- _WORK REQUEST_: Retype the complete listing exactly as it appears.

- _DATA EXTRACT_:

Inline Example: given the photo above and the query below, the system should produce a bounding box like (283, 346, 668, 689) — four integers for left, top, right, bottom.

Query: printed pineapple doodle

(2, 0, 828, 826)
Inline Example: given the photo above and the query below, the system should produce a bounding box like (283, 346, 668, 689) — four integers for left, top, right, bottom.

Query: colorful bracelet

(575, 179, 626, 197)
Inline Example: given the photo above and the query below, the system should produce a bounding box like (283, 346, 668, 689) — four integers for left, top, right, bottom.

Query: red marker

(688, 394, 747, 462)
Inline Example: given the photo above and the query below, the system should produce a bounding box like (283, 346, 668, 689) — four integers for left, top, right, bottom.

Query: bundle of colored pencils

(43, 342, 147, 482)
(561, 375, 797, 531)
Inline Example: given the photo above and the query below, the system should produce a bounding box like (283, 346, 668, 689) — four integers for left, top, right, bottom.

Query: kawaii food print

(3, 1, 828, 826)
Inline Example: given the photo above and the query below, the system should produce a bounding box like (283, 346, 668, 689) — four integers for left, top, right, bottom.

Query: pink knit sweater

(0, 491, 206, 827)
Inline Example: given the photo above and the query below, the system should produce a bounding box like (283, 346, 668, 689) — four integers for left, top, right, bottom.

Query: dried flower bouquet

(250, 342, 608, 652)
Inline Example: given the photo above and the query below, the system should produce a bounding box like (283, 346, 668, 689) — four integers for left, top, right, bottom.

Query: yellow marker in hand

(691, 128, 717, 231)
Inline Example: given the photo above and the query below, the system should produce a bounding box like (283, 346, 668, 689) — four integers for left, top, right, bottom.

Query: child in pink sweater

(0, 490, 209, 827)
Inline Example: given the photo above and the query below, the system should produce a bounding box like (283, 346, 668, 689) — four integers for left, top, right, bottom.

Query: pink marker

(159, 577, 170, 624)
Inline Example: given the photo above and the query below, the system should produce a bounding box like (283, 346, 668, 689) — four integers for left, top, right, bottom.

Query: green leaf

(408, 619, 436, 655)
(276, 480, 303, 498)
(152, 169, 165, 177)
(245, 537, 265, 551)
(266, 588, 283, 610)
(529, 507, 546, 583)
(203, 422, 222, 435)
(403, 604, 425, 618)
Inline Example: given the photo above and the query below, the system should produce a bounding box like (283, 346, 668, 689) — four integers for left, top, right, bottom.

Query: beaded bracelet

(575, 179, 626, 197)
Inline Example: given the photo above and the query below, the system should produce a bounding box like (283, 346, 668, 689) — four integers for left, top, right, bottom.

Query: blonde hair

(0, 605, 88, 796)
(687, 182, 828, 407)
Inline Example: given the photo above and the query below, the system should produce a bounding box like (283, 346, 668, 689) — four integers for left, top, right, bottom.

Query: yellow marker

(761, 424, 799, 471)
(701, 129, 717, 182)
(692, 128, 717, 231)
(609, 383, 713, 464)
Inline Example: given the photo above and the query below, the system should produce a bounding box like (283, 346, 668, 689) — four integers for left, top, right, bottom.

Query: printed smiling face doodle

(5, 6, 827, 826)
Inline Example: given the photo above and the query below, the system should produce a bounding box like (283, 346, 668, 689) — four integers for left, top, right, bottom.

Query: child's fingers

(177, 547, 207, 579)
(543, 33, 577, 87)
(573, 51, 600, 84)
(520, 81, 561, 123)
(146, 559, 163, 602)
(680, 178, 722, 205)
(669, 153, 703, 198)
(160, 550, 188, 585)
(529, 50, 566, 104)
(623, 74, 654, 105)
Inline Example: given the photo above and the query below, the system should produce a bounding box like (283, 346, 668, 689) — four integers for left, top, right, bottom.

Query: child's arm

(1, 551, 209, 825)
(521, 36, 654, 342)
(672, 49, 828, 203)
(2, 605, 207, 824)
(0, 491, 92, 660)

- _RESULT FOR THIS EXERCISE_:
Inline Example: given the photo above and the query below, the system should produce a bounding box like (283, 346, 668, 689) — four integers for left, top, right, bottom.

Query: printed pineapple doodle

(2, 0, 828, 826)
Inline Example: given the photo above and the query below, the system should produce a bounding box like (283, 346, 668, 689) — four integers for left, top, right, bottom.

Query: colorful bracelet

(575, 179, 626, 197)
Inline Example: given the photo above and the query below, the system should produce a bounding box like (283, 346, 668, 689) — four integers for left, top, right, bottom.

Query: red marker

(688, 394, 747, 462)
Inline Example: given the photo above and the query below, the system should produce a bounding box like (283, 346, 668, 689) — four integers for left, top, right, bottom.

Query: bundle of colored pencils

(43, 342, 147, 482)
(561, 375, 797, 531)
Inline Example: given the photo above and the query below, the system should produce a bounding box like (283, 346, 668, 689) — four integers for left, top, right, bottom.

Query: kawaii food print

(3, 1, 828, 826)
Inline Example: given the photo above and the query below, the system should produce a bounding box like (283, 346, 668, 689) — four integers for left, top, right, bottom.

Query: pink knit sweater

(0, 491, 206, 827)
Inline Example: given the photo above and the query below, the system should produce a bounding box like (283, 346, 668, 689) — four integers for left, top, right, bottom.

Query: dried flower bouquet

(250, 342, 608, 652)
Inline Example: given the photo above and the query below, the system should produce a bounding box like (283, 346, 668, 689) — four integers for left, top, right, bottom.

Query: yellow marker in hand

(691, 128, 717, 231)
Inline Example: given the photo above and the query below, the system should produce a bounding box like (283, 346, 668, 689) — four integers for left, top, right, bottom.

Query: child in pink sweater

(0, 490, 209, 827)
Inline Example: given the photo above and the query below, the system should produce a bounding box like (283, 346, 668, 689) — four integers for left, top, right, bottom.

Query: pink marker

(159, 577, 170, 624)
Inline Example: given the photo above and the query below, the system should produce a bounding box like (283, 346, 668, 689) — four integers for left, top, right, bottom.

Query: green leaf

(408, 619, 436, 655)
(276, 480, 303, 498)
(152, 169, 165, 177)
(245, 537, 265, 551)
(266, 588, 283, 610)
(529, 507, 546, 583)
(203, 422, 222, 435)
(403, 604, 425, 618)
Inline Example: given the photo above and the query below, the system should produce a bounding box like (283, 346, 668, 689) — four integers for left, top, right, bottom.

Query: beaded bracelet

(575, 179, 626, 197)
Inline Example: given the photo above and the query below, the system should produce a bounding box like (283, 346, 668, 689) — four integers for left, top, right, bottom.

Query: blonde hair

(0, 605, 88, 796)
(687, 182, 828, 407)
Inline Example: given the photo above and the query below, the system should produce a bounding box like (283, 346, 668, 689) — four integers for left, top, right, bottom.

Query: yellow marker

(761, 424, 799, 471)
(701, 129, 717, 182)
(692, 128, 717, 231)
(609, 383, 713, 464)
Inline Example: given the photo above and the query below, the system should produce a bounding box like (283, 346, 668, 689) — four integers for left, top, right, bottom.

Query: printed smiling face doodle

(5, 6, 827, 826)
Inline Example: given the photo above and the query below, the system should produce a bounding box like (283, 346, 668, 689) — four integers for left, top, right, bottom.

Query: child's fingers

(177, 547, 207, 579)
(543, 33, 577, 87)
(573, 51, 600, 84)
(520, 81, 561, 123)
(146, 559, 163, 602)
(680, 178, 722, 205)
(669, 153, 703, 198)
(160, 550, 188, 585)
(529, 50, 566, 104)
(623, 74, 654, 105)
Inline Example: given the photo above and the query below, the system should produce a bounding box like (283, 346, 668, 689) — four integers for left, top, right, bottom.

Query: child's arm

(1, 551, 209, 825)
(521, 36, 654, 342)
(672, 49, 828, 203)
(2, 605, 207, 824)
(0, 491, 92, 660)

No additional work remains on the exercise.